> **SELECTED EXTRACT**:
•••

This page lists generated terrain features that are created in a Minecraft world.
Overworld
Terrain
Biomes dictate the shape and height of the world. At this stage, the ground is made mostly of stone and stone variants, with water filling in most empty spaces below layer 63, with the exception for structures.
Mountain
Mountains are hills with extreme slopes and cliffs. Mountains can sometimes have caves through them. On an amplified world, mountains are extremely common in all biomes except ocean and swamp biomes.
Floating "island"
Floating "islands" are structures that float in midair that are not connected to the ground, the sea, hills or cliffs. Floating "islands" are normally just random pieces of floating dirt and stone found near cliffs, but on rare occasions, they can be large, floating structures that even have springs and trees on them. Floating Islands are most frequently found in mountains biomes (and its variants), along with the "hills", "mountains", and "modified" variants of most biomes, especially shattered savannas.
Hollows
Hollows are the opposite of floating islands. They look like caves, but they have nothing to do with cave generation (although they may intersect with them). When there are many overhangs, they close together and create a hollow. They have exactly the same floor as the terrain above, depending on the biome that they are located in, unlike caves. Hollows have no specific floor. Grass blocks can generate inside too and survive without light. When they generate under the sea level, they are filled with water. They are extremely rare in the default world but can be found far more commonly in certain customized worlds.

•••

> **MATERIAL SUPPLIED**:

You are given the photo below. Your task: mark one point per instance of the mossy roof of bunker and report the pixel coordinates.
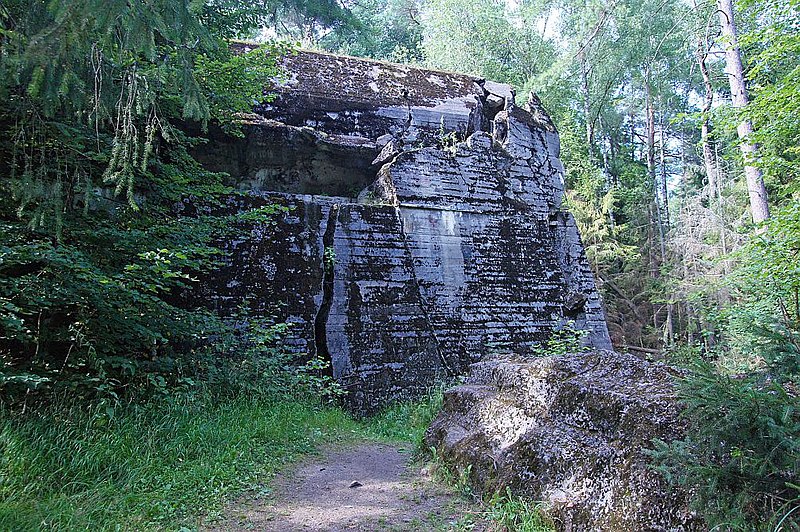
(381, 84)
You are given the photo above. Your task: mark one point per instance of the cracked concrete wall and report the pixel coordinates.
(458, 248)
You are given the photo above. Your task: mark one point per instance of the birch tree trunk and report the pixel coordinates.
(708, 154)
(733, 61)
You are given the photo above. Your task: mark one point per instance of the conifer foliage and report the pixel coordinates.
(93, 98)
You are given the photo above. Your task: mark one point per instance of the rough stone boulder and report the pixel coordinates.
(570, 431)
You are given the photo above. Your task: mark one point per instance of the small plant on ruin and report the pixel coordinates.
(567, 339)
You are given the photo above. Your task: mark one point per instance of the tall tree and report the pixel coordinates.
(759, 208)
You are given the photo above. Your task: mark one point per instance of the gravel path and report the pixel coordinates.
(371, 487)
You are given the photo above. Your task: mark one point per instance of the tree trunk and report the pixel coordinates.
(733, 61)
(708, 154)
(587, 110)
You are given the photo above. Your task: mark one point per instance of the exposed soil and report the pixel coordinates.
(369, 487)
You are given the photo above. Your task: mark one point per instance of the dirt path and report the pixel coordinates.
(370, 487)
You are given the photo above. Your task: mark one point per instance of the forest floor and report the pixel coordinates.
(365, 486)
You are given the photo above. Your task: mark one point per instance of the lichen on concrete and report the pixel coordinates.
(440, 200)
(571, 431)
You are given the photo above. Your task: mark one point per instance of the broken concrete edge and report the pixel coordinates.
(497, 96)
(443, 252)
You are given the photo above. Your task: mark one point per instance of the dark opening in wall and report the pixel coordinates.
(275, 157)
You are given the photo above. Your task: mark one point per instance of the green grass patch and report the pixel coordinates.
(405, 421)
(153, 466)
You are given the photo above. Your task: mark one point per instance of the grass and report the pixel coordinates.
(405, 421)
(164, 465)
(156, 466)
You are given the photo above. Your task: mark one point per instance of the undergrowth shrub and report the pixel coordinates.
(741, 453)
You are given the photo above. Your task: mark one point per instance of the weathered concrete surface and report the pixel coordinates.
(441, 238)
(571, 431)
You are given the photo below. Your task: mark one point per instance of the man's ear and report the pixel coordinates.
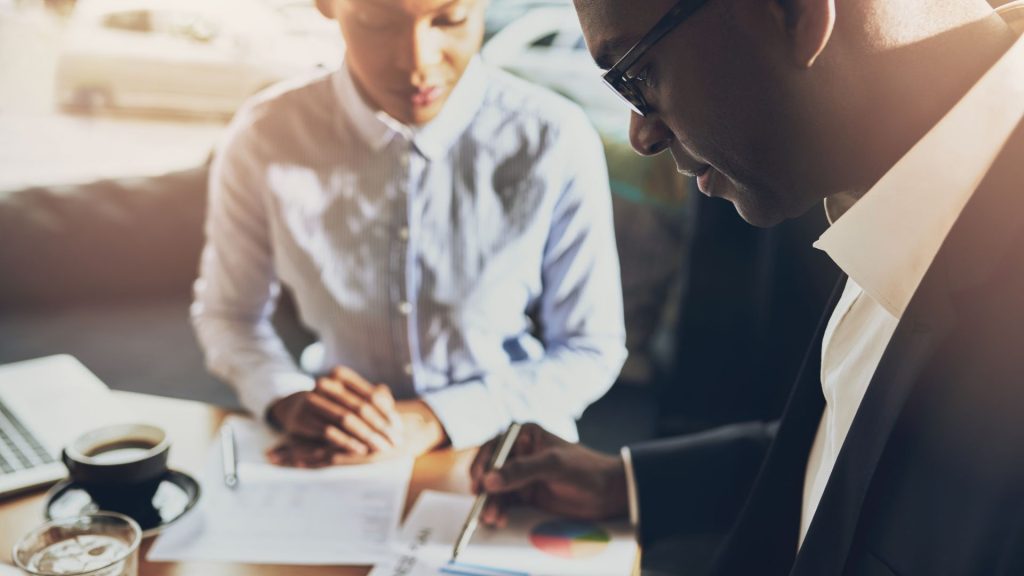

•••

> **REQUEST A**: Identify every line of the records that contains the string "tree" and copy each one. Case counts, so only that exact capitalization matches.
> **REQUEST B**: Pick up the page on Minecraft terrain features where it stops and write the next part.

> **FINAL ANSWER A**:
You are given the photo above. Your task: mark one point per instance of the birch tree trunk and report the pixel coordinates.
You are given the photo above. Your task: mark one point per instance of the tall tree and report the pixel coordinates.
You are given the photo above. Your task: mark one point per instance of the tree trunk and report the pixel coordinates.

> **FINAL ANSWER B**:
Hill
Hills are randomly generated pieces of land on the map. Like stairs, hills are always traversable to their lowest point by virtue of the algorithm that generates them; there is almost always a place on each level from where the next level can be accessed, meaning that the player can climb a hill one level at a time until they reach the top. Cases where this is not true are rare.
A randomly-generated hill with some tall grass and trees.
Surface
Surface layer
The uppermost layers of the terrain are converted to a biome-dependent material: usually grass blocks and dirt, or sand in deserts and beaches. Podzol is found in giant tree taiga, mycelium in mushroom field biomes, and red sand is found in the badlands biome. Sandstone is generated under the sand.
Basin
Occasionally, instead of being converted to dirt or sand, the top layer is stripped away, leaving a 'basin' of bare stone. They bear some resemblance to a geological 'shield' (an area of tectonically stable rock that has been exposed to prolonged erosion due to its very old age; it is distinct from the geological term "basin"). They seem to be more common in forests or plains and are occasionally seen filled with water. Commonly, minerals can be found in these, generally coal ore and iron ore. If generated in a Badlands biome, gold ore can also be seen.
- Biomes Basin.png
A naturally generated basin landform.
- Desert basin.png
A desert basin.
- Taiga basin.png
A basin in a taiga biome.
- Tundra basin.png
A snow-covered tundra basin.
Bryce Pillar
Bryce pillars are tall spike-like structures found in badlands, consisting of 6 colors of terracotta. While this structure is found exclusively in eroded badlands, all badlands biomes actually have this structure, but set to false except for eroded badlands. This structure juts out from sea level and can occasionally pass altitude layer 100.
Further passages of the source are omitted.